READING PASSAGE:
I can’t stand it when I go to a website to get information about some computer product, click on Products, and then am asked to choose whether the thing I’m looking for is for home or office use. (Example of the day: Hewlett-Packard’s handheld and PocketPC page.) Does this distinction have any meaning for most computer products? Are there really explicit criteria that differentiate a home handheld computer from an office one? What about desktop and laptop computers? Antivirus software?
The very nature of the products means that any of them can (and will) be used in pretty much any environment, and as such, trying to shoehorn them into meaningless cubbyholes makes users less able to find the information they need, and ultimately, less likely to spend their money on them.
I have a ton of CF cards, because of my camera; I want a good MP3 player that can use ‘em, so that I don’t have to keep track of a billion kinds of different media cards. I currently have a Frontier Labs Nex II, but it’s buggy — it randomly freezes, and skips a lot when I use MicroDrives. I have kept the data page for the e.Digital MXP-100 bookmarked, but haven’t pulled the trigger, mostly because I know nothing about it from actual users. And Anil tells me (possibly tongue-in-cheek) that the only obvious choice is an HP Jornada.
Does anyone have any ideas?
It’s a well-established (and well-known) fact that the risk of chromosonal defects (like Down’s syndrome) increases with increasing maternal age. A Spanish research lab is now reporting that the same fact holds true for increasing paternal age; it’s the first time that this has been demonstrated. (That sound you just heard was a billion men startled by hearing their own biological clock ticking for the very first time.)
How many people really wish that this Microsoft Knowledge Base article really existed? It’d be nice to be able to email it back to certain groups of people…
Oh my, what a good entry. I hope that the dog learns to trust someone, and if she has puppies learns to trust them to that someone, too.
I’m back from Boston, after what felt like a whirlwind trip — on a train at 7:30 PM Thursday, arrival at 11:45 PM, immediately to sleep, awake and at the hospital by 9:30 AM, interviewing until 5:00 PM, dinner with an old friend and his girlfriend until 8:30 PM, and then back on a train, arriving back at Shannon’s at 2:00 AM Saturday morning. Then, tack onto the end: back awake at 7:45 AM, in my own hospital at 9:00 AM, on call overnight and until 10:15 AM this morning — I’m beat. But the interviews went really well, and I’m starting to feel excited about the entire process of becoming a fellow. (Of course, it’s not until July 2003, so there’s a bit of time between now and then!)

Records taken from a data source:
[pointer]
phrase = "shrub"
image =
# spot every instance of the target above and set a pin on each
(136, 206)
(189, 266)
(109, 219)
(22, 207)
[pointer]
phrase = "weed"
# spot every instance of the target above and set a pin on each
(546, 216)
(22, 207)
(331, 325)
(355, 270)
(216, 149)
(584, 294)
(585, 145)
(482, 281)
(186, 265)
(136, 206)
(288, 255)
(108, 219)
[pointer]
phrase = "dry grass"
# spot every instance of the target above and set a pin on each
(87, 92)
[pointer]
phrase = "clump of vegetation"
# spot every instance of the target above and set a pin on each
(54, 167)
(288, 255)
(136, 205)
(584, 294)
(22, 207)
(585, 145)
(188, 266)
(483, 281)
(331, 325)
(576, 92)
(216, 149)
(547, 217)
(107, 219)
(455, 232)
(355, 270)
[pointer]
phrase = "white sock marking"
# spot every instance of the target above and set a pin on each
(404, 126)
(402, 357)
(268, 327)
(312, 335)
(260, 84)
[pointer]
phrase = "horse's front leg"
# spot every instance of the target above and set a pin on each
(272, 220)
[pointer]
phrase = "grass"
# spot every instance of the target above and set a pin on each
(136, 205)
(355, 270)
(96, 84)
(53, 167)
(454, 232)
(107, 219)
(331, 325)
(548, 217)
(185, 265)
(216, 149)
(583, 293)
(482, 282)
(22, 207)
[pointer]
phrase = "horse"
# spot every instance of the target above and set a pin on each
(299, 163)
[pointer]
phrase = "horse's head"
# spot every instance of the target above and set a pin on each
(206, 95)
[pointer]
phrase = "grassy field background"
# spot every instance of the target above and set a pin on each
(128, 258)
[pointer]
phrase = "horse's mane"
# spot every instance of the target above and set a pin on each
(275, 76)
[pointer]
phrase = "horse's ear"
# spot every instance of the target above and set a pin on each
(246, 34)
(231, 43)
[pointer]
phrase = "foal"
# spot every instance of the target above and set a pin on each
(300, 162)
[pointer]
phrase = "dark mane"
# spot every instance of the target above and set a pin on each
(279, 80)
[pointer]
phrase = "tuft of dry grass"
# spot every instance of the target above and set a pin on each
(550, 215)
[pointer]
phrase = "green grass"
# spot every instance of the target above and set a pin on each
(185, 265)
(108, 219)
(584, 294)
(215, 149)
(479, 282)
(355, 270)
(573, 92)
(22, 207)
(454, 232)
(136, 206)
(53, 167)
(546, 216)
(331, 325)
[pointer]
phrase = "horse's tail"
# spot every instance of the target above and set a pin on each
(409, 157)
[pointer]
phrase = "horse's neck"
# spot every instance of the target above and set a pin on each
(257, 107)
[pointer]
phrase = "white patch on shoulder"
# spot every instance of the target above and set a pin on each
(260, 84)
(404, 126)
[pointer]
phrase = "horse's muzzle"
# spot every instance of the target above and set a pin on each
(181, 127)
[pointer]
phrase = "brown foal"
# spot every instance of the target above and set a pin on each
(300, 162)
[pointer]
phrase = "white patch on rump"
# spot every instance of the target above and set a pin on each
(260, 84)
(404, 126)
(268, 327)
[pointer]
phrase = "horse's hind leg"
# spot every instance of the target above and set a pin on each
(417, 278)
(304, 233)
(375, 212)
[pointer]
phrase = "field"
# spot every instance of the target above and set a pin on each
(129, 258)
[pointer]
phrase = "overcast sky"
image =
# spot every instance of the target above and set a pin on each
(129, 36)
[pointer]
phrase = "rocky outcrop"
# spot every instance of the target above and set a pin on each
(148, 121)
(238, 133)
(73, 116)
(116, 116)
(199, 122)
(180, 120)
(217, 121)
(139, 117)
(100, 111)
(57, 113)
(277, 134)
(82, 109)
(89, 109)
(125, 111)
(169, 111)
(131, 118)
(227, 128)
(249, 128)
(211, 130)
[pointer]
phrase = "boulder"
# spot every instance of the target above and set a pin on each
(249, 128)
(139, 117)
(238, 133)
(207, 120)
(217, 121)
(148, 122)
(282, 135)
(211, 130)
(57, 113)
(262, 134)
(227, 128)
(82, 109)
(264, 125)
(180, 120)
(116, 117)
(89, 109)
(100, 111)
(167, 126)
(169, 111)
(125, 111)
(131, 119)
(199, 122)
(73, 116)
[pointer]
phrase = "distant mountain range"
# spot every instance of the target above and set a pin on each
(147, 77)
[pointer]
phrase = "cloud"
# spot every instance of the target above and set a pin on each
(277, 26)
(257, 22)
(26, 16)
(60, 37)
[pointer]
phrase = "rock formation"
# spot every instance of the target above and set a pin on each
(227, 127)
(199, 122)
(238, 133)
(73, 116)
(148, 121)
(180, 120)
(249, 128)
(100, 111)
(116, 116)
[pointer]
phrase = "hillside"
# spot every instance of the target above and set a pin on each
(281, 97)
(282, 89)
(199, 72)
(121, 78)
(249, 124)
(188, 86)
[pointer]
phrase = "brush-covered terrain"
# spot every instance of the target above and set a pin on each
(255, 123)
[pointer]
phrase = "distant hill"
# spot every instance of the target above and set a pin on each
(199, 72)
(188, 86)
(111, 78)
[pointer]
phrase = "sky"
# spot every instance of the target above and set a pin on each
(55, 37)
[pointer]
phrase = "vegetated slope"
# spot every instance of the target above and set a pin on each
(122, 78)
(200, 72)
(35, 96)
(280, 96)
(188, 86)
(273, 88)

PROBLEM REQUIREMENTS: Copy the blog excerpt word for word, beginning at the words "The very nature" and stopping after "money on them.". None of the material is needed here.

SOLUTION TO THIS EXERCISE:
The very nature of the products means that any of them can (and will) be used in pretty much any environment, and as such, trying to shoehorn them into meaningless cubbyholes makes users less able to find the information they need, and ultimately, less likely to spend their money on them.